Page:
╭──
Vienna, VA (U.S.A.) From August 5–6, 2025, the All-Domain Anomaly Resolution Office (AARO) and Associated Universities, Inc. (AUI) convened a symposium at the AUI headquarters in Vienna, Virginia. The gathering brought together selected representatives from academia, scientists, and members of private research organizations to consider how UAP research might progress through greater collaboration. Focused primarily on challenges related to managing and analyzing UAP reports, topics ranged from data acquisition to qualitative and quantitative methods, and how to reconcile these into an operable repository that advances UAP studies.

 

This was the second in a series of AUI-hosted symposia. The first, organized by AUI with support from NSF took place May 15–16, 2024 with the theme of removing the stigma associated with communicating and educating about the UAP subject. The title of the prior symposium was “Unidentified Anomalous Phenomena (UAP): A Dialogue on Science, Public Engagement and Communication.” That more of this stigma has evaporated in the intervening year reflects a shift in how institutions are beginning to engage the question of unresolved phenomena.

 

AARO was formally established on July 20, 2022, under the Office of the Under Secretary of Defense for Intelligence and Security. Its mandate is to standardize “the collection, analysis, and resolution of reports of unidentified anomalous phenomena (UAP) across all domains: air, sea, space, and transmedium” (for example, moving from air to sea.)
╰──
Exercise goal:
Carry on the piece about the AARO and AUI symposium on UAP research from its final sentence, which ends "moving from air to sea." The material that follows comes from a separate source.

Entries for pointing and labeling:
╭──
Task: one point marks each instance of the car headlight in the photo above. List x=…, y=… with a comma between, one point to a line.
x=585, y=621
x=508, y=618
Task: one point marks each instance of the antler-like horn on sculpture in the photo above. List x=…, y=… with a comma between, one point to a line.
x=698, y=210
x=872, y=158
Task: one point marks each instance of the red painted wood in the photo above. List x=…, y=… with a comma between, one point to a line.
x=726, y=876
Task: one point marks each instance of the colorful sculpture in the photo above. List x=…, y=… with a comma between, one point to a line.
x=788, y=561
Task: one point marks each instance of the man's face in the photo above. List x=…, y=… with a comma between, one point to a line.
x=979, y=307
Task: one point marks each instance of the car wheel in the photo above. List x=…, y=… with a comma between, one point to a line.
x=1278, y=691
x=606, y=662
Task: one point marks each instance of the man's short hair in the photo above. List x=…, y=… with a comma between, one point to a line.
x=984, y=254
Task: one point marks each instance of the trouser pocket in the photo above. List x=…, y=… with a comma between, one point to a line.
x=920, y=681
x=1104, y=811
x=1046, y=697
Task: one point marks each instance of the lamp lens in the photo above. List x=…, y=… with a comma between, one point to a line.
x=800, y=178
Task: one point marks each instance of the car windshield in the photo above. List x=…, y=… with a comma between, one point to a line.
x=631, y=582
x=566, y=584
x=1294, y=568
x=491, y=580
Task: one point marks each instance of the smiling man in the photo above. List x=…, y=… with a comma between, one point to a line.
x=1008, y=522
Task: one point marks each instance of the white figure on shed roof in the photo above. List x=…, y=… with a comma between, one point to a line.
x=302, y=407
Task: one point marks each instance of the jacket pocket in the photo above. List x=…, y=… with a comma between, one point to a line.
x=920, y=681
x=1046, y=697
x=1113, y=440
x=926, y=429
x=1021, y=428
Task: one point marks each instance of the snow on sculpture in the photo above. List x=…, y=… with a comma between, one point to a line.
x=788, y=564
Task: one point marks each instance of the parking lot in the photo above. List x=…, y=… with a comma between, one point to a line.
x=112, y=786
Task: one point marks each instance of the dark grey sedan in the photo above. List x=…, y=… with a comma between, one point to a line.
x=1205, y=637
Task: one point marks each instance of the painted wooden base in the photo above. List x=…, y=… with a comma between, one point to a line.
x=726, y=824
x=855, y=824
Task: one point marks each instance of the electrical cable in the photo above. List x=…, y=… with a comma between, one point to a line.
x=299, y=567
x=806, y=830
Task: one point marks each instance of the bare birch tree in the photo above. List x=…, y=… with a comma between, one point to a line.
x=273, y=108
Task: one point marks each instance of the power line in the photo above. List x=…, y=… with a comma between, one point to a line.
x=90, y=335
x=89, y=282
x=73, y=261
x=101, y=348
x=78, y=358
╰──
╭──
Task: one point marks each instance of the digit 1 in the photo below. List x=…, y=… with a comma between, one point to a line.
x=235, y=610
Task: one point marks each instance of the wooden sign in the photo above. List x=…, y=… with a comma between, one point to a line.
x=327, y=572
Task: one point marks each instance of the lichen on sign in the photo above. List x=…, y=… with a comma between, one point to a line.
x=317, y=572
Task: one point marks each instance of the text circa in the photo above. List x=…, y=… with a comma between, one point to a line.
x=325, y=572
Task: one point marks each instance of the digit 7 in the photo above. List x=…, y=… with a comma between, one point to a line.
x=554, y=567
╰──
Reply to the task:
At a Congressional hearing in November 2024, Acting Director Dr. Jon T. Kosloski stated that “Only a very small percentage of reports AARO receives are potentially anomalous; these are the cases that require significant time, resources, and a focused scientific inquiry by AARO and its wide network of partners.” He added for the record that “It is important to underscore that, to date, AARO has discovered no verifiable evidence of extraterrestrial beings, activity, or technology.” The statement caused a stir in Ufological circles, but for SUAPS founder Mike Cifone, who attended the Vienna meeting, the symposium nonetheless marked “a significant change in attitude” for science and particularly for a government organization. “AARO has emphasized their mission statement is to ‘resolve anomalies, not explore or speculate as to the origin of unknowns,’” Cifone noted.

 

Throughout the meeting, AARO director Kosloski emphasized that the mission of his office is to study UAP as a potential deficit in “domain awareness,” that is, to close gaps in understanding and identification of previously unknown objects and incursions. Any progress that can be gleaned from the outreach to experts typified by the symposium will be applied to development and refinement of instruments, systems, and theories that address the threat level of observed phenomena. The incidents and scenarios that remain unidentified are not concerning, and will remain primarily the province of NGO groups and individuals.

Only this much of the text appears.